November 9, 2012
by Denise Krebs
We were curious. And curiosity is a genius thing, so we did something about it.
Maine and Nebraska are the only two states that divide up their electoral votes according to the proportion of votes each candidate receives.
We decided to see how the electoral college of 2012 would have been different if all 50 states used proportional voting.
Here’s how our map came out:
We finished up at the end of class, just about at the bell.
We have a few errors to fix on Monday and some questions to find answers to. However, right now it appears that there is a tie in electoral votes with 267 each for Obama and Romney, along with 4 others that we weren’t sure what to do with.
On Monday, we will continue our curiosity and see what answers we can find.
So, here we are on Monday. There were a few mistakes — an extra vote we had to take away from Romney in NJ and Nebraska, and we had to give Romney another electoral vote in Nevada. We also forgot to add in the three electors from Washington, D.C. There was also at least one addition error. So here’s what we have, our official (and incomplete) voting results if the electors voted based on the popular vote.

DATASET ▸
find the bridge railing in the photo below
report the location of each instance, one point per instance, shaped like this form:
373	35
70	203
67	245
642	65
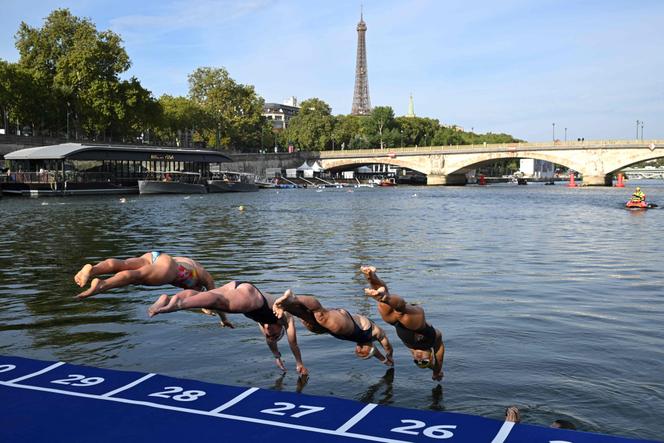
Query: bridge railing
495	147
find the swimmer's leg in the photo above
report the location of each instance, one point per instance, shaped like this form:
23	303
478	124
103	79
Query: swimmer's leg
109	266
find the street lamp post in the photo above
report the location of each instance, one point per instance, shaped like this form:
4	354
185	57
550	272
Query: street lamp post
67	121
554	131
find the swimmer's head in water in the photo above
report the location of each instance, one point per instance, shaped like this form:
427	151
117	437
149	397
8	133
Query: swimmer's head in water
274	331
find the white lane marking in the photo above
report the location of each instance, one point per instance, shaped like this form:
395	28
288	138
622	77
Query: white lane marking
34	374
359	416
209	414
237	399
130	385
504	431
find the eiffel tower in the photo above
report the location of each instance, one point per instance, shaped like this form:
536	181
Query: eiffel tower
361	102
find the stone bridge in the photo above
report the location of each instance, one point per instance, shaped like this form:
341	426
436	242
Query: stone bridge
596	161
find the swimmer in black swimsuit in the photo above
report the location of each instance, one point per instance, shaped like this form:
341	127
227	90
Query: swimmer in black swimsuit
240	298
337	322
423	340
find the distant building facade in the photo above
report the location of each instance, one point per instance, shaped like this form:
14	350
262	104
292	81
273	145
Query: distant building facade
280	114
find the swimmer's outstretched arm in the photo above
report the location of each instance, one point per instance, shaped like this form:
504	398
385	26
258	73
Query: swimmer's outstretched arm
380	336
295	348
274	348
440	355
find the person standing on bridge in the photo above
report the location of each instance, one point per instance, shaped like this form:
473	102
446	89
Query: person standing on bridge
423	341
638	195
240	298
339	323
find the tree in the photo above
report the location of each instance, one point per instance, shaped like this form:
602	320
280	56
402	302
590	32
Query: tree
234	110
312	127
180	114
382	117
22	98
80	67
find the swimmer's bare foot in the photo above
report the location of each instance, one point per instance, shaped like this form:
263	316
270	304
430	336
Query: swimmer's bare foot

PROMPT 1 ▸
In the post on proportional electoral votes, how many electors from Washington, D.C. were left out of the first count?
PROMPT 2 ▸
Summarize the post on proportional electoral votes in two sentences.
PROMPT 3 ▸
Carry the post on proportional electoral votes forward from its final sentence.
The entries have no connection to the post on proportional electoral votes.

TASK ANSWER 1 ▸
Three electors.

TASK ANSWER 2 ▸
A class wanted to know how the 2012 electoral college would have come out if all 50 states divided their electoral votes by each candidate's share of the vote, so they made a map of the results. Their first count showed a 267–267 tie between Obama and Romney, with 4 votes they were unsure about, and on Monday they fixed several mistakes, including adding the three electors from Washington, D.C.

TASK ANSWER 3 ▸
- Obama 269
- Romney 266
- Undecided – 1 each in Missouri, Illinois, and Pennsylvania
However, if it’s left at that, we still don’t have a president, as a candidate needs at least 270. Since Obama won two of those states and Romney won in one, we could give the delegate to the state winners, as it might be done in Nebraska and Maine. (Here is more information about the electoral college.)
When we add in the undecideds, then our official results look like this, and President Obama would be declared the winner:
We did learn that in a close election it is extremely important to be completely accurate. We had to check and double-check the proportions of the popular votes when we assigned the electors and the addition of the electors in each of the Obama and Romney columns.
Here is another map, not nearly as close, based on the #KidVote collaborative event we were part of:
This is the official map of the 2012 Electoral College from Politico.com:
What do you think about the way we count the votes in a U.S. presidential election?
Is there a better way to determine who wins the election?